Extracted records
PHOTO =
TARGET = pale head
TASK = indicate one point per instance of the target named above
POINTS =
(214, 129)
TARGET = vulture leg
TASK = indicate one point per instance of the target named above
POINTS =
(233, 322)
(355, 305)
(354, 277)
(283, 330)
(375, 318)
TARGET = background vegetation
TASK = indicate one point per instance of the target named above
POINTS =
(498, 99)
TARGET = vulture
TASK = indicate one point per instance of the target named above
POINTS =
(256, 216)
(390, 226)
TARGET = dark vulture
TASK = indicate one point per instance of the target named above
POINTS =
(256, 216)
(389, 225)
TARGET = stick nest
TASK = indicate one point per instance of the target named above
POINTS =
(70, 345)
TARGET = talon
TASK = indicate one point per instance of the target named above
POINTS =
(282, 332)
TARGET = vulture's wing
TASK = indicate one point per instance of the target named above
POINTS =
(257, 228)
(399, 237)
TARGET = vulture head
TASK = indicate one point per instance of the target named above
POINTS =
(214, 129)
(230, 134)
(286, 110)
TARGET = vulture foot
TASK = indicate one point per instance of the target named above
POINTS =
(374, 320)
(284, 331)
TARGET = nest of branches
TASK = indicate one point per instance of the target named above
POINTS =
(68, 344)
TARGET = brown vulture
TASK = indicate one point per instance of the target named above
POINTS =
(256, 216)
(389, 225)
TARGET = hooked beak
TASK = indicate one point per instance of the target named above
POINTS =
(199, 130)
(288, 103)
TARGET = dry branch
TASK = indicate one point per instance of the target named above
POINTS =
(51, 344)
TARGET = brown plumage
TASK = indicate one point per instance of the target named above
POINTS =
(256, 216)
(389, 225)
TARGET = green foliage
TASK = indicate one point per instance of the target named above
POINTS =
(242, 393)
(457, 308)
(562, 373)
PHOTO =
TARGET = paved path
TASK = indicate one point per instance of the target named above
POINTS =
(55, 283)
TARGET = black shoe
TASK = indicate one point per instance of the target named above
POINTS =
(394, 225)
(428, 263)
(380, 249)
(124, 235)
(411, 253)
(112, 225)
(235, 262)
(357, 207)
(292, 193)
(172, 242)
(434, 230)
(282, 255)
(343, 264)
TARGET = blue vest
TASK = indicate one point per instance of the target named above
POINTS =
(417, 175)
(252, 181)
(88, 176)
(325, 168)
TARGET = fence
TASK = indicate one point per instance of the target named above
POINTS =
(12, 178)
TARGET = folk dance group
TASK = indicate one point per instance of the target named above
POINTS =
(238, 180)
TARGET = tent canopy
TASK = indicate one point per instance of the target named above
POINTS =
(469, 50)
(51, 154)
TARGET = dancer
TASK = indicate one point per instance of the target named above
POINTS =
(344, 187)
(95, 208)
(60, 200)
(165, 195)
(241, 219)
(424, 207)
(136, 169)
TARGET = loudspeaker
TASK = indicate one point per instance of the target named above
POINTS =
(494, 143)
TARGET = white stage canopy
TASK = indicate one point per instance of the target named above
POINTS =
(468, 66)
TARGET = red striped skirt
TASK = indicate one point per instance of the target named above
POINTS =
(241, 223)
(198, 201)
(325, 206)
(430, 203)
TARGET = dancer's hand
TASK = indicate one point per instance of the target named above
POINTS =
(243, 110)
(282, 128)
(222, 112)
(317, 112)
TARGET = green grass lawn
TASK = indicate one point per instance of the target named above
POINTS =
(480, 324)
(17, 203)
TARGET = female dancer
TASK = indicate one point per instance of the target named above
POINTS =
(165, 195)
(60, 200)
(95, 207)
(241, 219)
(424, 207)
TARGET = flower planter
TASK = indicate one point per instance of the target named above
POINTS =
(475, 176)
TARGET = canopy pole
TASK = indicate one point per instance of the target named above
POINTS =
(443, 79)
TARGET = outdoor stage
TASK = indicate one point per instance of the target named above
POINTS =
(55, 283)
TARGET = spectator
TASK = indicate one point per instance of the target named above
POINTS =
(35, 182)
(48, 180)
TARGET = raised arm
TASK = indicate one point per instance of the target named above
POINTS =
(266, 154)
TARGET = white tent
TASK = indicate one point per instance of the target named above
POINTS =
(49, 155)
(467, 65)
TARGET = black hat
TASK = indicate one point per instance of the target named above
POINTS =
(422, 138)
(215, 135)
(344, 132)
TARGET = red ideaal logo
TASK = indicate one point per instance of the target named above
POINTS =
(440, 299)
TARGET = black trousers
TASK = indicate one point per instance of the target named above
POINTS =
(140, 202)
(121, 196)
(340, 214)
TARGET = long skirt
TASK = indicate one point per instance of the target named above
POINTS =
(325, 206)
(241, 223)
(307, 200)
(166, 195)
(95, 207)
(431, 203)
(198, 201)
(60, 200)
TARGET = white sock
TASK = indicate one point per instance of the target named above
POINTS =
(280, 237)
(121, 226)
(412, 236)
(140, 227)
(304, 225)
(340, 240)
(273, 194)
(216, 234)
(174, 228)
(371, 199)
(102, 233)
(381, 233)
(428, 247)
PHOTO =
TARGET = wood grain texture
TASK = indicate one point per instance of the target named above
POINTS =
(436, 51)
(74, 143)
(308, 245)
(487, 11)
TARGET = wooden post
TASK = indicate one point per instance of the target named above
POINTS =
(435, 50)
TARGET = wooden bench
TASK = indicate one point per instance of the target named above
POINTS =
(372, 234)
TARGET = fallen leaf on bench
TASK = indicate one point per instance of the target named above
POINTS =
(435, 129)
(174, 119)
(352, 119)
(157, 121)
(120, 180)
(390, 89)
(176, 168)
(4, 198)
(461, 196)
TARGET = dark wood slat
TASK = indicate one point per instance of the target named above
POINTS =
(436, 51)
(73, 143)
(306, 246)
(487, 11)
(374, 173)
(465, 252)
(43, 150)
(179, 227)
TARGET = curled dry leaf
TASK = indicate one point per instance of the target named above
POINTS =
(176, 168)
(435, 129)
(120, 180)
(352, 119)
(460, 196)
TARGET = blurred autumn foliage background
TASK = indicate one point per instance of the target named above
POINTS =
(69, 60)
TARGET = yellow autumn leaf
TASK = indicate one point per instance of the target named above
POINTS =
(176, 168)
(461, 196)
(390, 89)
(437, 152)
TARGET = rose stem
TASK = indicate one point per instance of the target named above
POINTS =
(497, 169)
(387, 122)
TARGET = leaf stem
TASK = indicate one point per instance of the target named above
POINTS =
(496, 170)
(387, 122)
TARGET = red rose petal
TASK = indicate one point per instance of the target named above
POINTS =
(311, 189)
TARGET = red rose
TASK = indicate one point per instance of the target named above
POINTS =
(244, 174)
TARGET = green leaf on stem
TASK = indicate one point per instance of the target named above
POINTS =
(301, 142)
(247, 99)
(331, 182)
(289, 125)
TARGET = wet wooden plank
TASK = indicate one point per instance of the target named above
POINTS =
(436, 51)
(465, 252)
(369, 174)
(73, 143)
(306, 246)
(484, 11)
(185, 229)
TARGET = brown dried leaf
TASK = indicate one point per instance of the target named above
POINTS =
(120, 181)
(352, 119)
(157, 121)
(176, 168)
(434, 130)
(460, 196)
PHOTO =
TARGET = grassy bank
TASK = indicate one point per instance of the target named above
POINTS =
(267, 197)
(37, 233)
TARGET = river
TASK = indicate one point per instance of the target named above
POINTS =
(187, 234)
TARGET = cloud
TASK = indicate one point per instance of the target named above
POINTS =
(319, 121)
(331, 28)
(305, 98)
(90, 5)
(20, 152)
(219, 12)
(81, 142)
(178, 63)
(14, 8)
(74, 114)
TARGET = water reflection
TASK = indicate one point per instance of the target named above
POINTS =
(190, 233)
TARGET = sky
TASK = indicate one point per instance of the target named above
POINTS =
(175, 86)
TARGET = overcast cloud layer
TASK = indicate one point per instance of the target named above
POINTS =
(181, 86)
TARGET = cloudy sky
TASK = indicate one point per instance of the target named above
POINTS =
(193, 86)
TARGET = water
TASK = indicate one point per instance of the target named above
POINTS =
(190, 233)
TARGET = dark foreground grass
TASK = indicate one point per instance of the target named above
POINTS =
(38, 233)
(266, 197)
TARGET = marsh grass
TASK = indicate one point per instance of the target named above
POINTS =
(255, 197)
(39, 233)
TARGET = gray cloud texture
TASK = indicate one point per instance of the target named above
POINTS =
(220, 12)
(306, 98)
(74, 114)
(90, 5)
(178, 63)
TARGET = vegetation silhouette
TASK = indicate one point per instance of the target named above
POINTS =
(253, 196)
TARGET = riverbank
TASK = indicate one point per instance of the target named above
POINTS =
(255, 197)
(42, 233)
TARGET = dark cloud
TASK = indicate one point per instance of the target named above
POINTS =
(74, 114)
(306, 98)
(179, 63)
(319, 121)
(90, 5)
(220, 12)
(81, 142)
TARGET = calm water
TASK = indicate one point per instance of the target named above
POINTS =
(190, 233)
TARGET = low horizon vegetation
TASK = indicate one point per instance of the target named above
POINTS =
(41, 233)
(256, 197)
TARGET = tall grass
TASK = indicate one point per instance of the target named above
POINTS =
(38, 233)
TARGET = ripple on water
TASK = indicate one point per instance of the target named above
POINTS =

▶ [EXERCISE PROMPT]:
Everything from the line that contains "TARGET = brown dried leaf" through the end of the records must be duplicated exactly, and nothing outside that range.

▶ [OUTPUT BELOW]:
TARGET = brown dried leaf
TASK = indicate one point per instance of the target named above
POINTS =
(120, 181)
(352, 119)
(157, 121)
(176, 168)
(434, 130)
(460, 196)
PHOTO =
TARGET = grassy bank
TASK = indicate one point per instance of the target named above
POINTS =
(267, 197)
(37, 233)
TARGET = river
TASK = indicate one point per instance of the target named above
POINTS =
(187, 234)
TARGET = cloud
TASK = indicate one point per instance of the target named above
POINTS =
(319, 121)
(331, 28)
(305, 98)
(90, 5)
(20, 152)
(219, 12)
(81, 142)
(178, 63)
(14, 8)
(74, 114)
TARGET = water reflection
TASK = indicate one point per instance of the target named above
POINTS =
(190, 233)
TARGET = sky
TASK = indicate one point per instance of the target named above
POINTS =
(175, 86)
TARGET = overcast cloud layer
TASK = indicate one point per instance of the target named above
POINTS =
(181, 86)
TARGET = cloudy sky
TASK = indicate one point per instance of the target named above
POINTS =
(193, 86)
TARGET = water
TASK = indicate one point per instance of the target named above
POINTS =
(190, 233)
TARGET = dark foreground grass
TASK = indicate one point per instance of the target named above
POINTS =
(38, 233)
(266, 197)
TARGET = marsh grass
TASK = indicate one point per instance of the target named above
POINTS =
(255, 197)
(39, 233)
TARGET = gray cloud texture
TASK = indicate one point per instance of the target named above
POINTS =
(220, 12)
(306, 98)
(74, 114)
(90, 5)
(178, 63)
TARGET = vegetation silhouette
TASK = indicate one point per instance of the target named above
POINTS =
(253, 196)
TARGET = riverbank
TASK = indicate one point per instance of the target named above
POINTS =
(255, 197)
(42, 233)
TARGET = dark cloud
TASK = indicate one point per instance of the target named above
POINTS =
(74, 114)
(306, 98)
(179, 63)
(319, 121)
(90, 5)
(220, 12)
(81, 142)
TARGET = calm water
TASK = indicate one point per instance of the target named above
POINTS =
(190, 233)
TARGET = low horizon vegetation
TASK = indicate one point per instance of the target named above
POINTS =
(41, 233)
(256, 197)
TARGET = tall grass
TASK = indicate one point per instance of the target named above
POINTS =
(38, 233)
TARGET = ripple on water
TASK = indicate one point per instance of the target named above
POINTS =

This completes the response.